§ What needs to be done
Retype the whole listing that follows, with nothing added or left out.

§ Data for processing
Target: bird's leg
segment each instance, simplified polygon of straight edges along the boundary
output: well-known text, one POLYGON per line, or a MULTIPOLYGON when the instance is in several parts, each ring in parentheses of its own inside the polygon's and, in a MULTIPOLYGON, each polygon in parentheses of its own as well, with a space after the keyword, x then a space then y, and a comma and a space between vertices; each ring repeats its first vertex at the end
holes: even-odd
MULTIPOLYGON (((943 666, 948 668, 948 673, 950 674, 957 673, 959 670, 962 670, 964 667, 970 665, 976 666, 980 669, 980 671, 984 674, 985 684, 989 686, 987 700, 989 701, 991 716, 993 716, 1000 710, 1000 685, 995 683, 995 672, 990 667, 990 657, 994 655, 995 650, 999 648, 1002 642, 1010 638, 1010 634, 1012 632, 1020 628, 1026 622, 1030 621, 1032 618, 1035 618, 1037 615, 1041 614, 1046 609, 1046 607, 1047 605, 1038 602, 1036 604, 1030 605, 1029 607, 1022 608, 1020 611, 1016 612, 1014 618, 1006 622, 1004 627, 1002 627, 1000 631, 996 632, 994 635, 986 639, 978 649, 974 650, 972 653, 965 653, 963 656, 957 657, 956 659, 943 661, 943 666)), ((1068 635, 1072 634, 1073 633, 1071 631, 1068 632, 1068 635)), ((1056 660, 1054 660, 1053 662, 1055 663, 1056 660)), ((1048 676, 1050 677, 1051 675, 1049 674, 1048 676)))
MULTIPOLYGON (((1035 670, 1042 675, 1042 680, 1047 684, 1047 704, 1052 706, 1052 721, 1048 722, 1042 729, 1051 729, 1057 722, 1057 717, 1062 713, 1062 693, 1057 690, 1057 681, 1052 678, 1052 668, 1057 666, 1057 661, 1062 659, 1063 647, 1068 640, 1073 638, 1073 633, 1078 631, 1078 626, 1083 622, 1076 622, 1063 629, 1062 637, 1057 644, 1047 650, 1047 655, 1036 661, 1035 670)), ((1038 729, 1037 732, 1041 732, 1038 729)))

§ Your response
Target: bird's leg
segment each instance, simplified polygon of straight edges along the boundary
output: well-known text, one POLYGON per line, or a MULTIPOLYGON when the instance is in several parts, each ring in parentheses of its own inside the polygon's and, in a MULTIPOLYGON, each polygon in parentheses of its own as well, with a space after the keyword, x then a space then y, and a comma and a space between vertices; each ring repeats its first vertex at the end
holes: even-odd
MULTIPOLYGON (((943 666, 948 668, 948 673, 950 674, 957 673, 959 670, 962 670, 964 667, 970 665, 976 666, 980 669, 980 671, 984 674, 985 684, 989 686, 987 700, 989 701, 991 716, 993 716, 1000 710, 1000 685, 995 683, 995 672, 990 667, 990 657, 994 655, 995 650, 999 648, 1002 642, 1010 638, 1010 634, 1012 632, 1020 628, 1026 622, 1030 621, 1032 618, 1035 618, 1037 615, 1041 614, 1046 609, 1046 607, 1047 605, 1038 602, 1036 604, 1030 605, 1029 607, 1022 608, 1020 611, 1016 612, 1014 618, 1006 622, 1004 627, 1002 627, 1000 631, 996 632, 994 635, 986 639, 978 649, 974 650, 972 653, 965 653, 963 656, 957 657, 956 659, 943 661, 943 666)), ((1068 635, 1072 634, 1073 633, 1071 631, 1068 632, 1068 635)), ((1056 660, 1054 660, 1053 662, 1055 663, 1056 660)), ((1048 676, 1050 677, 1051 675, 1049 674, 1048 676)))
MULTIPOLYGON (((1035 670, 1042 675, 1042 680, 1047 684, 1047 704, 1052 706, 1052 721, 1048 722, 1042 729, 1051 729, 1057 722, 1057 717, 1062 713, 1062 693, 1057 690, 1057 681, 1052 678, 1052 668, 1057 666, 1057 661, 1062 659, 1063 647, 1068 640, 1073 638, 1073 633, 1078 631, 1078 626, 1083 622, 1076 622, 1063 629, 1062 637, 1057 644, 1047 650, 1047 655, 1036 661, 1035 670)), ((1038 729, 1037 732, 1041 732, 1038 729)))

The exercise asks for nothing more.